┌─ SOURCE DATA

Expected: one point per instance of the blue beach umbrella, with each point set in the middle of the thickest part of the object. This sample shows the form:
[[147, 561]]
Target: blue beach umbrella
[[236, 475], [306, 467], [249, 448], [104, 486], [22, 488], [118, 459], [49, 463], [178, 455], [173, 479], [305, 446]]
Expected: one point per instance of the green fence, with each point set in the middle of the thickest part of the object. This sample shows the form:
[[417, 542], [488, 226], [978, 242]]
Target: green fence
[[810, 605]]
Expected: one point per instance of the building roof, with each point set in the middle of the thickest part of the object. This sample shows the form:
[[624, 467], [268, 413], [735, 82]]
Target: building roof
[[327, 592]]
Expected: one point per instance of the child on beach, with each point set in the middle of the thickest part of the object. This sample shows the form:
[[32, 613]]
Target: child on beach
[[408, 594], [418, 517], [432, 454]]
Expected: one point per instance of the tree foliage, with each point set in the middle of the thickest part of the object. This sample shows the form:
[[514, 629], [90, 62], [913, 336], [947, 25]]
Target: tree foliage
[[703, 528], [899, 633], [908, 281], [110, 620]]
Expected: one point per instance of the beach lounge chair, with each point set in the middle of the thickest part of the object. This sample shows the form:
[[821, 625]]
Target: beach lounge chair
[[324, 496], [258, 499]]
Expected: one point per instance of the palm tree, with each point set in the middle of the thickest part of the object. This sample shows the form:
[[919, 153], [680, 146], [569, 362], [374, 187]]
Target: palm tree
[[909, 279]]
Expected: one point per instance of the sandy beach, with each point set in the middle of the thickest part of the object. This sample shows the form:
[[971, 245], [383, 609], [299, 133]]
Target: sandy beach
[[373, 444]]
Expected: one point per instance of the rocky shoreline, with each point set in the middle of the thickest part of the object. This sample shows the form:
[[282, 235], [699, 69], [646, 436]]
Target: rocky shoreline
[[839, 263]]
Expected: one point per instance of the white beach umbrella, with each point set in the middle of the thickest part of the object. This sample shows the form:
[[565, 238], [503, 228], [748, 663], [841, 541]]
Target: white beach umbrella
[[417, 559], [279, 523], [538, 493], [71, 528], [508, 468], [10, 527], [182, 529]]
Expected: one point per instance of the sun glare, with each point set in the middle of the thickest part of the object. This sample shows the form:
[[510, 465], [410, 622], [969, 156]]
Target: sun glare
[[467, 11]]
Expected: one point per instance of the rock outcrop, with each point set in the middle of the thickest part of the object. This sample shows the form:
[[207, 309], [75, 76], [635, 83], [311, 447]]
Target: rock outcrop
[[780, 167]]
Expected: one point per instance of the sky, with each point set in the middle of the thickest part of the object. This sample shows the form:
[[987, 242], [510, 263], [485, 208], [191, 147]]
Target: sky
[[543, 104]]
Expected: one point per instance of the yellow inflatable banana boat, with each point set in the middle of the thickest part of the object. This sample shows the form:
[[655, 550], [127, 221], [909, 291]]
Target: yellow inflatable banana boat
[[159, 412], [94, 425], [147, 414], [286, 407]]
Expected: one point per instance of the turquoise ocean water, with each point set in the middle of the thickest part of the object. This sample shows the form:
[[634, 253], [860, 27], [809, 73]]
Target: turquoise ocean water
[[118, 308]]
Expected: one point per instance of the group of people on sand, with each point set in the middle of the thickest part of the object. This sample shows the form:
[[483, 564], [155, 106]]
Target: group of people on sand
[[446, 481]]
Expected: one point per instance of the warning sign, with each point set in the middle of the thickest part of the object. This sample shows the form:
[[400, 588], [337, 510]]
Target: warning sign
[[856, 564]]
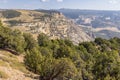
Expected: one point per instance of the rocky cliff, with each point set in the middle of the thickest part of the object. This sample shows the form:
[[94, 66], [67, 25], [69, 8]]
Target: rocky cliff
[[52, 23]]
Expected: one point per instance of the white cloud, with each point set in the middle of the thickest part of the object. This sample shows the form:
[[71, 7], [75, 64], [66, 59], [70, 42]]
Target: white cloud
[[59, 0], [44, 0], [51, 0], [114, 1], [3, 1]]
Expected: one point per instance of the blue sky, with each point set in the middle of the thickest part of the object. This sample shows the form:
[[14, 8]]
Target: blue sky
[[56, 4]]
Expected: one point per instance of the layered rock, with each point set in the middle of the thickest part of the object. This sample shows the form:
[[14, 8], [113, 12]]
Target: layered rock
[[52, 23]]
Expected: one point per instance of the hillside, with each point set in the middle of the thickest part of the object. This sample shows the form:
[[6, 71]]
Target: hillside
[[12, 67], [52, 23], [21, 56], [105, 24]]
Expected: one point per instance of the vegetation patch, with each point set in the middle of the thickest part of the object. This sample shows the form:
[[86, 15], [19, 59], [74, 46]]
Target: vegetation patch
[[3, 75]]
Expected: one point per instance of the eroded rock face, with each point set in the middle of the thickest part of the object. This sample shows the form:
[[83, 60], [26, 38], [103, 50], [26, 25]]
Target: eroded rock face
[[54, 24]]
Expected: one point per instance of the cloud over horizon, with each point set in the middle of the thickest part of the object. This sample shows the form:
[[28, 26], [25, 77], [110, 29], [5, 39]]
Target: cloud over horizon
[[114, 1], [50, 0]]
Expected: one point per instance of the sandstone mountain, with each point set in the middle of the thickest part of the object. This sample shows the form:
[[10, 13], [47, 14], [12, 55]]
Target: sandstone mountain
[[52, 23]]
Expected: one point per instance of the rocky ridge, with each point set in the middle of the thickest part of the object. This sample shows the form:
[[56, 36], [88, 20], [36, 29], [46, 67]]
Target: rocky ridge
[[52, 23]]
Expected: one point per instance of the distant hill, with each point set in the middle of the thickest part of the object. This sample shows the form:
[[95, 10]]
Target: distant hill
[[50, 22], [105, 21]]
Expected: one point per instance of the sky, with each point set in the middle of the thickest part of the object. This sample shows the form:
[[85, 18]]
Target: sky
[[57, 4]]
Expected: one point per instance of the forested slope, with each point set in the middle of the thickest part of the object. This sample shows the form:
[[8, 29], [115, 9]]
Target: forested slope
[[61, 59]]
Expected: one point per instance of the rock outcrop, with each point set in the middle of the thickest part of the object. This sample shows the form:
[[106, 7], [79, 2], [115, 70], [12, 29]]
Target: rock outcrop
[[52, 23]]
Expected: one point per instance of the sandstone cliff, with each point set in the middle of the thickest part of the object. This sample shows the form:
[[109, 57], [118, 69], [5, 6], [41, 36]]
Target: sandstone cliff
[[52, 23]]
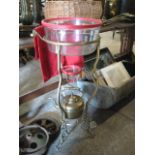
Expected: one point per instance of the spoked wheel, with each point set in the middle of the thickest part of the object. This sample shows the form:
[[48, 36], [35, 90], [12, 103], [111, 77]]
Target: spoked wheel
[[33, 140]]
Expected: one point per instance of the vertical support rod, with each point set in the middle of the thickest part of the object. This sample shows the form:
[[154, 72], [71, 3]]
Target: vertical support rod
[[60, 77]]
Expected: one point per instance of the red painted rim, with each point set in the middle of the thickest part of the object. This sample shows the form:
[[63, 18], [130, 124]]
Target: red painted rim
[[65, 68], [46, 23]]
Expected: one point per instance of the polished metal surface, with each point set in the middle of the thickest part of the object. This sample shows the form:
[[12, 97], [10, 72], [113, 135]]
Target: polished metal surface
[[73, 106]]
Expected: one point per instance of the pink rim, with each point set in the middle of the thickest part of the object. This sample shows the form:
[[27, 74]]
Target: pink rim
[[46, 23], [65, 68]]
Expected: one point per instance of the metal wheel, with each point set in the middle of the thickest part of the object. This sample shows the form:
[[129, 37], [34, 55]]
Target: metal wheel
[[33, 139]]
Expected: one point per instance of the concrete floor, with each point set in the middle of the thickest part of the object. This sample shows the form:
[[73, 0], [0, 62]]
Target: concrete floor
[[114, 134]]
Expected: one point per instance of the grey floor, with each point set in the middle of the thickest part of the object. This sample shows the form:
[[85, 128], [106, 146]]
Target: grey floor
[[114, 134]]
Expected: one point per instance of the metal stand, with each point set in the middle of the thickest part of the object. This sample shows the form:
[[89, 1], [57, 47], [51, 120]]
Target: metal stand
[[85, 122]]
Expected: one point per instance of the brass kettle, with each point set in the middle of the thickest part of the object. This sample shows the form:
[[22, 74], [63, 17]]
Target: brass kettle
[[73, 106]]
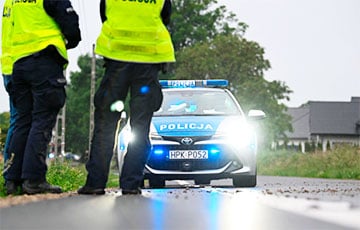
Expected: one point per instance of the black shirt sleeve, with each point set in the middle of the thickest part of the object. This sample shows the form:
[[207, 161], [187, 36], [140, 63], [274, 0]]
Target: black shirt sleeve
[[165, 13], [65, 16], [102, 11]]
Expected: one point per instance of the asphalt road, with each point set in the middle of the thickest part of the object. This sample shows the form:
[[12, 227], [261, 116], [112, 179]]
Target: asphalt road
[[276, 203]]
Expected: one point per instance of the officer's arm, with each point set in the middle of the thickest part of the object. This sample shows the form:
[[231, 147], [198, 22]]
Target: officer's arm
[[67, 19], [166, 12], [102, 11]]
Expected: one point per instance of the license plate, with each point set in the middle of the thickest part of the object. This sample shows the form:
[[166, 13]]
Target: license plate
[[188, 154]]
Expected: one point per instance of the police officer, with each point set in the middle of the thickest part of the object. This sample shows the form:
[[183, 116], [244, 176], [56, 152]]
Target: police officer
[[6, 69], [134, 42], [43, 31]]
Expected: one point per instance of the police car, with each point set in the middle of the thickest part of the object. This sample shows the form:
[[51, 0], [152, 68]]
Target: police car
[[200, 133]]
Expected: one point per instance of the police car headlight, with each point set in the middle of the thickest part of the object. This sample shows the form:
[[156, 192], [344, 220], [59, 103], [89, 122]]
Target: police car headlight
[[125, 137], [154, 135], [237, 133]]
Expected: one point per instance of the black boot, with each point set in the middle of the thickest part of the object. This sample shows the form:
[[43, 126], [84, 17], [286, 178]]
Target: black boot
[[13, 187], [33, 187]]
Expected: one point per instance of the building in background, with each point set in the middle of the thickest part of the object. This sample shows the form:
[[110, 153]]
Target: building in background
[[324, 124]]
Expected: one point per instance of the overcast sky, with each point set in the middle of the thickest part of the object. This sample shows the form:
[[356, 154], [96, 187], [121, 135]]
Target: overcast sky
[[313, 45]]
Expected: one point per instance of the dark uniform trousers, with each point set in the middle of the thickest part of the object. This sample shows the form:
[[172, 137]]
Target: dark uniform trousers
[[39, 93], [145, 98]]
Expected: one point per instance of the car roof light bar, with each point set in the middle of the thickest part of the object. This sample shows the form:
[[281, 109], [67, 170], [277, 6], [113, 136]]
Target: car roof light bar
[[194, 83]]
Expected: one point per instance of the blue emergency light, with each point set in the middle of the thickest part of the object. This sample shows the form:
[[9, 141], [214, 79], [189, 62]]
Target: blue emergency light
[[194, 83]]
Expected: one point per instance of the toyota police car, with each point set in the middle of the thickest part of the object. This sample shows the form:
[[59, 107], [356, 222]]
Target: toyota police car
[[200, 133]]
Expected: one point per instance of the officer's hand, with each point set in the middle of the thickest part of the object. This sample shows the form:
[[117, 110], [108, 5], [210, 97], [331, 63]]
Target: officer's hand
[[71, 44], [73, 41]]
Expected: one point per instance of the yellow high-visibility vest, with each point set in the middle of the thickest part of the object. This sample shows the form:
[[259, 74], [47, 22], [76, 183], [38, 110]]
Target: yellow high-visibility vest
[[6, 58], [134, 32], [34, 30]]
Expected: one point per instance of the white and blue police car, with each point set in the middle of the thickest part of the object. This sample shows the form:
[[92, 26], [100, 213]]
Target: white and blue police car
[[200, 133]]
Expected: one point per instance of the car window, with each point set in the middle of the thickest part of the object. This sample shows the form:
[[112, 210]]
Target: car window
[[197, 102]]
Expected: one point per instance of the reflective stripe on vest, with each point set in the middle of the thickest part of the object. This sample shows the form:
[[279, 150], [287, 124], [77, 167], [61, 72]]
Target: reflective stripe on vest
[[134, 32], [6, 58]]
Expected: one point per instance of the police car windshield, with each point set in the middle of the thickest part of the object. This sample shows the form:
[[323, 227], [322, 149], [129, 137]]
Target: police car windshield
[[196, 102]]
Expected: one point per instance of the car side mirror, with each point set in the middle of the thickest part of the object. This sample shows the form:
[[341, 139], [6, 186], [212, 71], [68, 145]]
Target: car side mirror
[[256, 114]]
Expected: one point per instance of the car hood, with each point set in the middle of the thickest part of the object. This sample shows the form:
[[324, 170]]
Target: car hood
[[187, 126]]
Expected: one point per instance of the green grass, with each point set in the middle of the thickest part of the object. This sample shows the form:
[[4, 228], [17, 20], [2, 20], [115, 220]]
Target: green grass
[[67, 175], [341, 163]]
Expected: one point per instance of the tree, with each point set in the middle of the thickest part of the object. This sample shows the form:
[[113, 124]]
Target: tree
[[198, 21], [241, 62], [78, 105]]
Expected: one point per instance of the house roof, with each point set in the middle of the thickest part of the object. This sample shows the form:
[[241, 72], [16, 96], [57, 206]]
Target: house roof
[[326, 118]]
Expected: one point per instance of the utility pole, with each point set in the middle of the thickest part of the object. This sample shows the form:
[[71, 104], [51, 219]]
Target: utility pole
[[58, 134], [92, 93]]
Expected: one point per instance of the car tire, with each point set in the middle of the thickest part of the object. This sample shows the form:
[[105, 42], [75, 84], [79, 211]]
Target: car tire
[[156, 183], [244, 181]]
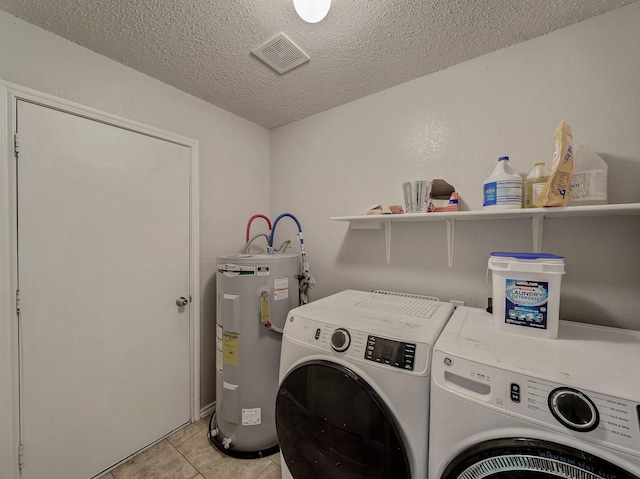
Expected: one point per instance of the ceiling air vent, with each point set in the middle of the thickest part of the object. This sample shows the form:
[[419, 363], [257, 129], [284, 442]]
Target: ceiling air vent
[[281, 54]]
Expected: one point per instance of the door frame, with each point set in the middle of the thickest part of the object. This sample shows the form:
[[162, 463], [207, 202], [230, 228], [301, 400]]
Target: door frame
[[9, 328]]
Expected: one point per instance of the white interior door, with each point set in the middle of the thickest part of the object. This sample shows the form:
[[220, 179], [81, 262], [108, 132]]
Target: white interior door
[[103, 255]]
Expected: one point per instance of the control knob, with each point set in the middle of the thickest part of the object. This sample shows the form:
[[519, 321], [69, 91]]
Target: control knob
[[340, 340], [573, 409]]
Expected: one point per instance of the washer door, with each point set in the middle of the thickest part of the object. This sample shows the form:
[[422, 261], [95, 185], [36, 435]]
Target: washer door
[[331, 424], [519, 458]]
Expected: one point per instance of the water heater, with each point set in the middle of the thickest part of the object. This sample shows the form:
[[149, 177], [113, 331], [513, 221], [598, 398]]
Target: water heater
[[254, 295]]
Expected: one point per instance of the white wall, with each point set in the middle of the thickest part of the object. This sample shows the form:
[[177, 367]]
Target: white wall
[[233, 151], [454, 124]]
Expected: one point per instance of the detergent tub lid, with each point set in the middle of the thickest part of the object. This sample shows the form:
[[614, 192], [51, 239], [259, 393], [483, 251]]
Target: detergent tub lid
[[531, 262], [526, 256]]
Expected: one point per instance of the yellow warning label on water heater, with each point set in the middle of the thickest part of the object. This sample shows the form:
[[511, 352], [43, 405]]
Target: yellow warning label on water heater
[[230, 348]]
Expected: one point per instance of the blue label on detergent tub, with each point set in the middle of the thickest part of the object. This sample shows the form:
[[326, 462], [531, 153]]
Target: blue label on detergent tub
[[526, 303]]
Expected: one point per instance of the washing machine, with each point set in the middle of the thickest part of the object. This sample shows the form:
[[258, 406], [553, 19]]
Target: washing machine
[[504, 405], [353, 397]]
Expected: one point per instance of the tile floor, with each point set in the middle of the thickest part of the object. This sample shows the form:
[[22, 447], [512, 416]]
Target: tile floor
[[189, 454]]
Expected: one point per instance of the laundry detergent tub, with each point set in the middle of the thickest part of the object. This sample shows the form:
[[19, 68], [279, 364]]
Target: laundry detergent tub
[[526, 292]]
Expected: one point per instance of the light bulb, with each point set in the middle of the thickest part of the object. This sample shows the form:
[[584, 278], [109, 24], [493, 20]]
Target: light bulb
[[312, 11]]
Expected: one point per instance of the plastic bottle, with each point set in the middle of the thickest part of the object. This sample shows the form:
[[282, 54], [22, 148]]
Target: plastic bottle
[[534, 182], [503, 188], [588, 179]]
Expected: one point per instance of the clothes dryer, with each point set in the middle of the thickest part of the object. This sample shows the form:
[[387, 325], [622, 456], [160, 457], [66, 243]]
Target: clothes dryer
[[353, 399], [509, 406]]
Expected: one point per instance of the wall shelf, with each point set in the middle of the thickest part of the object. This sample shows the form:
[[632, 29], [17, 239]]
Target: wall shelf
[[536, 215]]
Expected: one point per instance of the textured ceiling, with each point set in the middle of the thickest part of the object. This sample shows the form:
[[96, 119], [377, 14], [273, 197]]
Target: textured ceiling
[[203, 47]]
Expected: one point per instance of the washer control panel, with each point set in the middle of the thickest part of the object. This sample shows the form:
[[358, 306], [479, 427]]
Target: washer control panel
[[388, 351]]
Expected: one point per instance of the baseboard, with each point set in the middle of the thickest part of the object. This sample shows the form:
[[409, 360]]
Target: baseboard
[[205, 411]]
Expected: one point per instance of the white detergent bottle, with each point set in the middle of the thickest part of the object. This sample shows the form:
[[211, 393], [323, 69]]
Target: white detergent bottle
[[503, 189], [534, 183], [588, 178]]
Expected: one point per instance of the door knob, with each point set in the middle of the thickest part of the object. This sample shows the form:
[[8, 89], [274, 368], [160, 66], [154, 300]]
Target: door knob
[[182, 301]]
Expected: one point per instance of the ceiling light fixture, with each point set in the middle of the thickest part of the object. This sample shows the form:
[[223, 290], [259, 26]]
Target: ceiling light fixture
[[312, 11]]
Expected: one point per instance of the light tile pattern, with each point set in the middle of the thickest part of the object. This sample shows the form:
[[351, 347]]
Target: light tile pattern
[[189, 454]]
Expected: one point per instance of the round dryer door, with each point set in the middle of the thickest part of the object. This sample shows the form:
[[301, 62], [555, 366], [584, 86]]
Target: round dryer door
[[331, 424], [520, 458]]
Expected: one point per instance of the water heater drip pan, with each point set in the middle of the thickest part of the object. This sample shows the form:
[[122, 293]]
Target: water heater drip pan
[[401, 303]]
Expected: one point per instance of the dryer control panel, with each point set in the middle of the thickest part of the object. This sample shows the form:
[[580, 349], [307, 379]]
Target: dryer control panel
[[365, 347], [388, 351]]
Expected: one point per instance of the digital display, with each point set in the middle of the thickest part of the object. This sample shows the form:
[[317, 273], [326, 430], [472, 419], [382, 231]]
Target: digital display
[[388, 351]]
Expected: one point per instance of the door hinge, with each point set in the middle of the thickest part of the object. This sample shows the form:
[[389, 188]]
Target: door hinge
[[18, 301], [16, 145], [20, 455]]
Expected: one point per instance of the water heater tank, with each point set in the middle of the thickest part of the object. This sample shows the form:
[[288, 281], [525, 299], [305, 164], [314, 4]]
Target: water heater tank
[[253, 291]]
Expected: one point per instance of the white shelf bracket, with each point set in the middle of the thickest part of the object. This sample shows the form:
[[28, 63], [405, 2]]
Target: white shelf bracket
[[451, 224], [387, 239], [537, 225]]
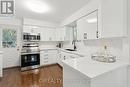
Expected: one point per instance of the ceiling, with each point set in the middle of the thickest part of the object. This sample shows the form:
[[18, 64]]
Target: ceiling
[[59, 9]]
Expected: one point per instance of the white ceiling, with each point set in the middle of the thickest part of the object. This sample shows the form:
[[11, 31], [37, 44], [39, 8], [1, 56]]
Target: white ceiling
[[60, 9]]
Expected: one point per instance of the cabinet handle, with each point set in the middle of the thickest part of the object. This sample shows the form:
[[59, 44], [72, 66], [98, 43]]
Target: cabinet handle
[[64, 58], [45, 58], [85, 36], [97, 34], [45, 61]]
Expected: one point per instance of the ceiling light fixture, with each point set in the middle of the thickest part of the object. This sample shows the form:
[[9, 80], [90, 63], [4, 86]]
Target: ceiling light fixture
[[93, 20], [37, 6]]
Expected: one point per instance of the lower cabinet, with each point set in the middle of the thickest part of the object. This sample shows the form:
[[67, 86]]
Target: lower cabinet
[[1, 65], [48, 57], [53, 56]]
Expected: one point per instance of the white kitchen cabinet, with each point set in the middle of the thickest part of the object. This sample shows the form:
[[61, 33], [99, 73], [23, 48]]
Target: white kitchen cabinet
[[47, 34], [113, 18], [75, 77], [69, 33], [87, 27], [48, 57], [64, 34], [31, 29], [111, 21], [1, 65], [68, 55]]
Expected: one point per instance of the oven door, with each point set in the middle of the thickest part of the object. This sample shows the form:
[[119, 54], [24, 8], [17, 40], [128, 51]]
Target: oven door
[[30, 60]]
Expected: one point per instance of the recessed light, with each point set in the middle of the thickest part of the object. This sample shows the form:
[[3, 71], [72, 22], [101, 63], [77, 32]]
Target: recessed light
[[92, 20], [37, 6]]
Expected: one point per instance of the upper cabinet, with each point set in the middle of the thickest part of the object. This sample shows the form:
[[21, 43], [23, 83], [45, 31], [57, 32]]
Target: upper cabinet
[[51, 34], [31, 29], [113, 18], [101, 19], [87, 26]]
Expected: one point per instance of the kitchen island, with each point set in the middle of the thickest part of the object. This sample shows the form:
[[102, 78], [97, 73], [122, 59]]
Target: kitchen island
[[84, 72]]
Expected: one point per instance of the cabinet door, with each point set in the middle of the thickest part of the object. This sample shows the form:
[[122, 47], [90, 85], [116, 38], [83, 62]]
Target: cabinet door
[[43, 34], [31, 29], [52, 56], [68, 33], [60, 34], [1, 66], [113, 13], [44, 60], [26, 29], [87, 27]]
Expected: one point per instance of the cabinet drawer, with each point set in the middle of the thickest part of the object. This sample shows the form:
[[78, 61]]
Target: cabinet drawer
[[46, 58], [45, 55]]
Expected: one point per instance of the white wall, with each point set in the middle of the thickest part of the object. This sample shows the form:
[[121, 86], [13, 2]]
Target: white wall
[[129, 39], [118, 47], [27, 21], [9, 59], [88, 8]]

└─

From the data above, output exactly the lines between the one containing "[[614, 192], [51, 239], [259, 393], [483, 251]]" and the one containing "[[22, 447], [512, 416]]", counting both of them.

- **REPLY**:
[[614, 192], [51, 239], [259, 393], [483, 251]]
Target: detergent tub lid
[[531, 262], [526, 256]]
Expected: one point per instance of the yellow warning label on water heater, with each point set in the middle of the thickest part of the object. This sample shows the form:
[[511, 352], [43, 405]]
Target: yellow warning label on water heater
[[230, 348]]
Expected: one point per instance of the blue label on detergent tub, with each point set in the middle of the thickest part of the object. This sample shows the form:
[[326, 462], [531, 153]]
Target: blue label on detergent tub
[[526, 303]]
Expected: one point per instance of the washing machine, with each point set in the middle of the thickest part of the object. This sample shows the form:
[[258, 406], [553, 19]]
Target: washing machine
[[504, 405], [353, 397]]
Expected: one point per instance of the tile floor, with each point set in the middle of the thickest part of the object. This sample shows the form:
[[22, 447], [512, 416]]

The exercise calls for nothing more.